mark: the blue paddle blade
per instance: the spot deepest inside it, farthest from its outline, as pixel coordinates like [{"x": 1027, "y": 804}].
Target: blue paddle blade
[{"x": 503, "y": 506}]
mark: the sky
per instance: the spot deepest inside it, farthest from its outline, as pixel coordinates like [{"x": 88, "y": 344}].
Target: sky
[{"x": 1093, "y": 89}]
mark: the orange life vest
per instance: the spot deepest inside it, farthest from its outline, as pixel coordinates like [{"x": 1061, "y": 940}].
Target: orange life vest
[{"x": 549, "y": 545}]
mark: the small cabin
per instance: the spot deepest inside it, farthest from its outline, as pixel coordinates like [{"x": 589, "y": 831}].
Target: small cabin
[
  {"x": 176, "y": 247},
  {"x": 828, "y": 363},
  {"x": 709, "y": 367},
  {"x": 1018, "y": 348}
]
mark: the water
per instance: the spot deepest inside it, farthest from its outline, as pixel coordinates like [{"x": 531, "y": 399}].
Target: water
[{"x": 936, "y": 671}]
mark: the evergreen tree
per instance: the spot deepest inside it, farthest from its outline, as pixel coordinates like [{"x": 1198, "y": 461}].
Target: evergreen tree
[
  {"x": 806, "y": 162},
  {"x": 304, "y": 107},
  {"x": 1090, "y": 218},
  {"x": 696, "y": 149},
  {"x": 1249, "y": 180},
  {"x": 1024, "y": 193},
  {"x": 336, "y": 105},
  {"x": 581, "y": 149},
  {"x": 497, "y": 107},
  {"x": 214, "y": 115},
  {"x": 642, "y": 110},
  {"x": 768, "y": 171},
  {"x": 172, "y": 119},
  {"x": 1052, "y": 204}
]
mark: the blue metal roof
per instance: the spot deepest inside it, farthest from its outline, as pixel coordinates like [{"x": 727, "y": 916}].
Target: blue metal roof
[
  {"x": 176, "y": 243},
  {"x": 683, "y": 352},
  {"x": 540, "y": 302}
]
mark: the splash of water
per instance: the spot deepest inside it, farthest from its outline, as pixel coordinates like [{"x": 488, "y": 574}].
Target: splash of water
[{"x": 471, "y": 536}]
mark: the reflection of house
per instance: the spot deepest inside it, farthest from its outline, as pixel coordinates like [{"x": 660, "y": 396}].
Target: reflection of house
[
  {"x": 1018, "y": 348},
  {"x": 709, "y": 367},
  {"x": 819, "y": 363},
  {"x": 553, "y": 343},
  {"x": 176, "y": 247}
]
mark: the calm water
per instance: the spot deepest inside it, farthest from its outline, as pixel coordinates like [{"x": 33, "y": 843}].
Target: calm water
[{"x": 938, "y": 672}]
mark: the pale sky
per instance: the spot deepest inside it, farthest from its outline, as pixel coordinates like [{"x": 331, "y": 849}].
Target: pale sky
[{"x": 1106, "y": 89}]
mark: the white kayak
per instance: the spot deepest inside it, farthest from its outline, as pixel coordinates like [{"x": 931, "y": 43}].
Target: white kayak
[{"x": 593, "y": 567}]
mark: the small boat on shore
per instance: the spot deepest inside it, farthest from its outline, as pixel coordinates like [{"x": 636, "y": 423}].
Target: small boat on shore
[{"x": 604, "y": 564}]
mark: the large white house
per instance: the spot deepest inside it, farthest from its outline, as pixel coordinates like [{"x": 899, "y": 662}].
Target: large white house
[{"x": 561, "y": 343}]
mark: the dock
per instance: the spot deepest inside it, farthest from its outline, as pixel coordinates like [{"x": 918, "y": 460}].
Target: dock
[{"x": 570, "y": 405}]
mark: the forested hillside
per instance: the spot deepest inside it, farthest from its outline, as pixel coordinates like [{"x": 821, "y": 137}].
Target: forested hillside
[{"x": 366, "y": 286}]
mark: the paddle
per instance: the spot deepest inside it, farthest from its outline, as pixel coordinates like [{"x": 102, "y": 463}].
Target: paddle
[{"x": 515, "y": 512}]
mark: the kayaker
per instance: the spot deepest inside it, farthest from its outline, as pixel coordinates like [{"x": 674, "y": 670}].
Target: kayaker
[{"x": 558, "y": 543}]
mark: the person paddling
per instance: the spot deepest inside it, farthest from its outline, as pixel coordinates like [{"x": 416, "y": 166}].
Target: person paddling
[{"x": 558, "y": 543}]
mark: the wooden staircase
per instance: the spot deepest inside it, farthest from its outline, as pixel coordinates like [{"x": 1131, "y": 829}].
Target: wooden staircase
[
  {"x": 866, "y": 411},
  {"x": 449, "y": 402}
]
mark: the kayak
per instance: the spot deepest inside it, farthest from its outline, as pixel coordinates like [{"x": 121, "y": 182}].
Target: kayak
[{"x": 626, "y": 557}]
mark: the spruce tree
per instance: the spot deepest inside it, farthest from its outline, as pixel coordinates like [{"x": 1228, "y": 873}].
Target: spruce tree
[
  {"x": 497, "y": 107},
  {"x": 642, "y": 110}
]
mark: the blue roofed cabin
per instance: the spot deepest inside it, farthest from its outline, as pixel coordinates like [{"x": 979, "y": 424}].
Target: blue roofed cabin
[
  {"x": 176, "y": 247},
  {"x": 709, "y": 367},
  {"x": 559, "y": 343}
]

Task to complete — Arrange every line of the data above as a Markdown table with two columns, "Row" for the row number and "Line" for the line itself, leaving out blank lines.

Exercise response —
| Row | Line |
|---|---|
| 1 | mark: the blue paddle blade |
| 2 | per instance: the spot deepest inside it, farthest from its outline, as pixel coordinates like [{"x": 1027, "y": 804}]. |
| 3 | Target: blue paddle blade |
| 4 | [{"x": 503, "y": 506}] |
| 5 | mark: the sky |
| 6 | per instance: the spot deepest inside it, farthest from its outline, as pixel coordinates like [{"x": 88, "y": 344}]. |
| 7 | Target: sky |
| 8 | [{"x": 1093, "y": 89}] |
| 9 | mark: the orange life vest |
| 10 | per instance: the spot deepest inside it, farthest from its outline, as pixel coordinates like [{"x": 1061, "y": 940}]. |
| 11 | Target: orange life vest |
| 12 | [{"x": 549, "y": 545}] |
| 13 | mark: the small cabin |
| 14 | per instance: the spot deepest inside it, farthest from its outline, as pixel coordinates like [{"x": 589, "y": 831}]. |
| 15 | Target: small cabin |
| 16 | [ |
| 17 |   {"x": 176, "y": 247}, |
| 18 |   {"x": 828, "y": 363}, |
| 19 |   {"x": 709, "y": 367}, |
| 20 |   {"x": 1018, "y": 348} |
| 21 | ] |
| 22 | mark: the water |
| 23 | per instance: the spot deepest inside it, farthest from its outline, as pixel coordinates like [{"x": 531, "y": 399}]. |
| 24 | Target: water |
| 25 | [{"x": 936, "y": 671}] |
| 26 | mark: the evergreen tree |
| 27 | per instance: the spot deepest inside it, farthest from its outline, as pixel coordinates like [{"x": 1198, "y": 461}]. |
| 28 | Target: evergreen tree |
| 29 | [ |
| 30 |   {"x": 806, "y": 162}, |
| 31 |   {"x": 304, "y": 107}, |
| 32 |   {"x": 1090, "y": 218}, |
| 33 |   {"x": 696, "y": 149}, |
| 34 |   {"x": 1249, "y": 180}, |
| 35 |   {"x": 1024, "y": 193}, |
| 36 |   {"x": 336, "y": 105}, |
| 37 |   {"x": 581, "y": 149}, |
| 38 |   {"x": 497, "y": 107}, |
| 39 |   {"x": 214, "y": 115}, |
| 40 |   {"x": 642, "y": 110}, |
| 41 |   {"x": 768, "y": 171}, |
| 42 |   {"x": 172, "y": 119}, |
| 43 |   {"x": 1052, "y": 204} |
| 44 | ] |
| 45 | mark: the blue metal roof |
| 46 | per instance: the spot deepest inside it, farthest from its outline, as pixel coordinates like [{"x": 727, "y": 916}]. |
| 47 | Target: blue metal roof |
| 48 | [ |
| 49 |   {"x": 176, "y": 243}, |
| 50 |   {"x": 683, "y": 352}, |
| 51 |   {"x": 540, "y": 302} |
| 52 | ] |
| 53 | mark: the splash of water |
| 54 | per instance: the spot deepest inside it, farthest from its outline, as pixel coordinates like [{"x": 488, "y": 574}]. |
| 55 | Target: splash of water |
| 56 | [{"x": 471, "y": 536}] |
| 57 | mark: the reflection of house |
| 58 | per instance: the spot deepest inside it, farthest from its outline, as pixel coordinates like [{"x": 660, "y": 396}]. |
| 59 | Target: reflection of house |
| 60 | [ |
| 61 |   {"x": 1018, "y": 348}, |
| 62 |   {"x": 709, "y": 367}, |
| 63 |   {"x": 819, "y": 363}, |
| 64 |   {"x": 553, "y": 343}, |
| 65 |   {"x": 176, "y": 247} |
| 66 | ] |
| 67 | mark: the calm water |
| 68 | per instance: the spot deepest inside it, farthest from its outline, as pixel coordinates like [{"x": 33, "y": 843}]. |
| 69 | Target: calm water |
| 70 | [{"x": 938, "y": 672}] |
| 71 | mark: the pale sky |
| 72 | per instance: the spot deepest inside it, farthest from its outline, as pixel coordinates like [{"x": 331, "y": 849}]. |
| 73 | Target: pale sky |
| 74 | [{"x": 1106, "y": 89}] |
| 75 | mark: the white kayak |
| 76 | per instance: the spot deepest inside it, farthest from its outline, as pixel coordinates like [{"x": 931, "y": 43}]. |
| 77 | Target: white kayak |
| 78 | [{"x": 593, "y": 567}] |
| 79 | mark: the small boat on shore |
| 80 | per instance: the spot deepest inside it, farthest from its outline, as pixel coordinates like [{"x": 636, "y": 423}]. |
| 81 | Target: small boat on shore |
| 82 | [{"x": 604, "y": 564}] |
| 83 | mark: the large white house |
| 84 | per instance: the spot deepest inside it, farthest from its outline, as pixel coordinates like [{"x": 899, "y": 662}]. |
| 85 | Target: large white house |
| 86 | [{"x": 561, "y": 343}] |
| 87 | mark: the dock |
| 88 | per instance: the spot deepest inside it, farthest from its outline, as pixel coordinates like [{"x": 918, "y": 460}]. |
| 89 | Target: dock |
| 90 | [{"x": 570, "y": 405}] |
| 91 | mark: the forested hillside |
| 92 | per instance: the spot deepest inside it, farthest from its outline, as pixel coordinates like [{"x": 821, "y": 137}]. |
| 93 | Target: forested hillside |
| 94 | [{"x": 366, "y": 286}] |
| 95 | mark: the paddle |
| 96 | per instance: the spot deepest inside it, farthest from its outline, as pixel coordinates like [{"x": 102, "y": 463}]. |
| 97 | Target: paddle |
| 98 | [{"x": 515, "y": 512}] |
| 99 | mark: the kayaker |
| 100 | per instance: the spot deepest inside it, farthest from its outline, as pixel coordinates like [{"x": 674, "y": 670}]. |
| 101 | Target: kayaker |
| 102 | [{"x": 558, "y": 543}] |
| 103 | mark: the person paddling |
| 104 | per instance: the spot deepest inside it, farthest from its outline, as pixel coordinates like [{"x": 416, "y": 166}]. |
| 105 | Target: person paddling |
| 106 | [{"x": 558, "y": 543}] |
| 107 | mark: the wooden staircase |
| 108 | per instance: the spot deepest inside it, farthest from its outline, as pixel coordinates like [{"x": 1131, "y": 829}]. |
| 109 | Target: wooden staircase |
| 110 | [ |
| 111 |   {"x": 866, "y": 411}, |
| 112 |   {"x": 449, "y": 402} |
| 113 | ] |
| 114 | mark: the kayak |
| 115 | per instance: the spot deepest inside it, farthest from its outline, as pixel coordinates like [{"x": 121, "y": 182}]. |
| 116 | Target: kayak |
| 117 | [{"x": 626, "y": 557}] |
| 118 | mark: the spruce tree |
| 119 | per instance: the spot deepest inside it, farthest from its outline, as pixel coordinates like [{"x": 1228, "y": 873}]. |
| 120 | Target: spruce tree |
| 121 | [ |
| 122 |   {"x": 497, "y": 107}, |
| 123 |   {"x": 642, "y": 110} |
| 124 | ] |
| 125 | mark: the blue roofed cabin |
| 126 | per instance: the spot deepest inside it, farthest from its outline, as pixel coordinates like [{"x": 979, "y": 424}]. |
| 127 | Target: blue roofed cabin |
| 128 | [ |
| 129 |   {"x": 176, "y": 247}, |
| 130 |   {"x": 709, "y": 367}, |
| 131 |   {"x": 559, "y": 343} |
| 132 | ] |